* [Objective] Repeat every record below exactly, leaving out the pictures.

* [Material provided]
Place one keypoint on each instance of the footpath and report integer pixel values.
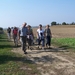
(55, 61)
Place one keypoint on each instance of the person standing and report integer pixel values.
(23, 36)
(41, 36)
(15, 36)
(48, 36)
(9, 33)
(30, 37)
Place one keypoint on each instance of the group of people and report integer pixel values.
(25, 35)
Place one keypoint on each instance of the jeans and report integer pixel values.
(23, 42)
(41, 40)
(48, 40)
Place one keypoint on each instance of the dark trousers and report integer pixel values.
(41, 40)
(48, 40)
(23, 42)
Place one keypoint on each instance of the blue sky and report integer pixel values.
(35, 12)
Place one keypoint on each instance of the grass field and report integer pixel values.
(66, 43)
(14, 64)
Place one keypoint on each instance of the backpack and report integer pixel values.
(15, 31)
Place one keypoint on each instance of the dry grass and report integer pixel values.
(61, 31)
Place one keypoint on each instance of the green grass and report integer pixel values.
(67, 43)
(14, 64)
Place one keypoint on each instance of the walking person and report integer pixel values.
(15, 36)
(41, 36)
(23, 36)
(30, 37)
(9, 33)
(48, 36)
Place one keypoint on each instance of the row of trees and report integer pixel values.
(64, 23)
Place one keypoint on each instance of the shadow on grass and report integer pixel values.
(6, 58)
(67, 47)
(5, 46)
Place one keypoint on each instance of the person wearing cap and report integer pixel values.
(23, 36)
(41, 36)
(48, 36)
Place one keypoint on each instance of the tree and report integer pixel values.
(64, 23)
(53, 23)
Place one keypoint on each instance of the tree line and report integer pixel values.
(63, 23)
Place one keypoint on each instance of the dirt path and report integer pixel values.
(55, 61)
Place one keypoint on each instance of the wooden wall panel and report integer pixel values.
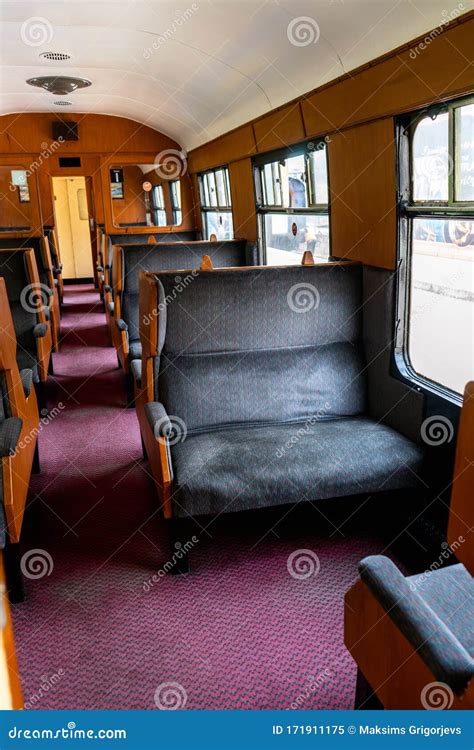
(99, 134)
(405, 81)
(362, 181)
(243, 199)
(229, 147)
(279, 128)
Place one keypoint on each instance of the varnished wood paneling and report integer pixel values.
(227, 148)
(279, 128)
(243, 199)
(362, 181)
(99, 134)
(399, 83)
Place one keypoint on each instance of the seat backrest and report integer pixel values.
(260, 345)
(461, 511)
(141, 239)
(18, 268)
(42, 255)
(133, 259)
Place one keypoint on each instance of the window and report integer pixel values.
(437, 240)
(158, 201)
(292, 203)
(216, 204)
(175, 191)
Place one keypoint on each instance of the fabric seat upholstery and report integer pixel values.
(169, 256)
(274, 402)
(434, 611)
(274, 464)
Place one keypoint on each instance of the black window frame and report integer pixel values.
(204, 194)
(407, 210)
(175, 195)
(303, 148)
(156, 207)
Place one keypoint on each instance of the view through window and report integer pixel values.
(441, 230)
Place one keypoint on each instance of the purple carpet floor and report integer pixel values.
(258, 624)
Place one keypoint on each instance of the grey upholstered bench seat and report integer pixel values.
(434, 611)
(246, 467)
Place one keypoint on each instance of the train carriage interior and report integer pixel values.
(237, 355)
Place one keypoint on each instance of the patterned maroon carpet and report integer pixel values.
(240, 632)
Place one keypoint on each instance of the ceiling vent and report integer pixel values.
(59, 85)
(56, 56)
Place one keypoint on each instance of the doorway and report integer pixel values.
(72, 225)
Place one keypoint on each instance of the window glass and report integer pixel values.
(465, 153)
(431, 161)
(441, 332)
(216, 204)
(287, 236)
(439, 218)
(294, 211)
(175, 188)
(318, 176)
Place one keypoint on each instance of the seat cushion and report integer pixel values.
(27, 361)
(273, 464)
(135, 349)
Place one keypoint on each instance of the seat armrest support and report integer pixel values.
(10, 430)
(439, 648)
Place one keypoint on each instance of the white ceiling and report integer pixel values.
(215, 63)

* [Exercise solution]
Place one keypoint on each instance of the footpath and report integer pixel values.
(55, 61)
Place one keypoint on each instance of the person standing and report integer pixel values.
(23, 36)
(41, 36)
(15, 36)
(48, 36)
(9, 33)
(30, 37)
Place one keypoint on each instance of the group of people and report integer pixel values.
(25, 35)
Place one keypoint on each instance of the jeans and report integer pixel values.
(23, 42)
(41, 40)
(48, 40)
Place one keypoint on each instance of the dark trousers and report integer pixel values.
(41, 40)
(48, 40)
(23, 42)
Place one keypoint on each instance of the blue sky and report integer pixel values.
(35, 12)
Place one keypoint on each instance of the grass field and report integer pixel values.
(66, 43)
(14, 64)
Place one keypoint on each instance of the backpack and report integer pixel values.
(15, 31)
Place one keypoint on each instance of the dry grass and report integer pixel values.
(61, 31)
Place one keypoint on each instance of the green grass and report integer pixel values.
(67, 43)
(14, 64)
Place one keypoint on each instance of the walking person and report integer pixel values.
(15, 36)
(41, 36)
(23, 36)
(30, 37)
(9, 33)
(48, 36)
Place one keypoint on each instance of the row of trees and report integer pixel values.
(64, 23)
Place one keypoint on each instance of the shadow on grass and report integer pixel values.
(6, 58)
(67, 47)
(5, 46)
Place one keypoint on each instance of the person wearing cap and report integer pixel values.
(23, 36)
(41, 36)
(48, 36)
Place one keypoint on each instance of the tree and report integer pixel values.
(64, 23)
(53, 23)
Place one keypoint on each instance of the tree line and report integer pixel values.
(63, 23)
Place one keypoint on each instance of the dirt path and report integer pixel values.
(55, 61)
Place one keypoint on each instance of the wooden wall panel and report integer pixel values.
(99, 134)
(405, 81)
(362, 181)
(243, 199)
(229, 147)
(279, 128)
Place one keypoint on each instance of the varnished wood paneling and report integer pixel values.
(227, 148)
(279, 128)
(243, 199)
(362, 181)
(99, 134)
(399, 83)
Place one keypoint on each instance of the seat backrest and report integer pixel values.
(260, 345)
(461, 511)
(141, 239)
(18, 268)
(42, 255)
(133, 259)
Place one keypoint on each instance of the window and report integer pixel values.
(437, 240)
(158, 201)
(292, 203)
(216, 204)
(175, 191)
Place one keypoint on each instance of the fabric seat upholstery and report integer pixel values.
(169, 256)
(274, 402)
(434, 611)
(274, 464)
Place one keypoint on each instance of the black window frame and report integer pixel values.
(204, 194)
(407, 210)
(175, 195)
(303, 148)
(156, 207)
Place one keypoint on each instance of the view through window and report integer pixel values.
(441, 230)
Place one keypoint on each instance of the purple carpet floor and report integer pixel values.
(258, 624)
Place one keypoint on each instance of the grey upholstered bench seat and report integer pixel values.
(434, 611)
(246, 467)
Place one keypoint on each instance of the train carriage interior and report integer pixel values.
(237, 355)
Place one keypoint on each instance of the patterned maroon carpet and report integer pixel values.
(240, 632)
Place one keypoint on each instance of the ceiling vent and report integer pixel values.
(59, 85)
(56, 56)
Place one keypoint on each instance of the doorway and report integer pixel values.
(72, 225)
Place one keypoint on each instance of the window glass and report integer pixel values.
(465, 153)
(431, 161)
(441, 332)
(216, 204)
(287, 236)
(439, 218)
(294, 211)
(175, 188)
(318, 176)
Place one keypoint on each instance of the seat cushion and report integer pixel values.
(27, 361)
(273, 464)
(135, 349)
Place one keypoint on each instance of the seat armrest support and report integer pixel values.
(10, 430)
(439, 648)
Place one keypoint on each instance of the white ceiling and report integer pixel values.
(215, 63)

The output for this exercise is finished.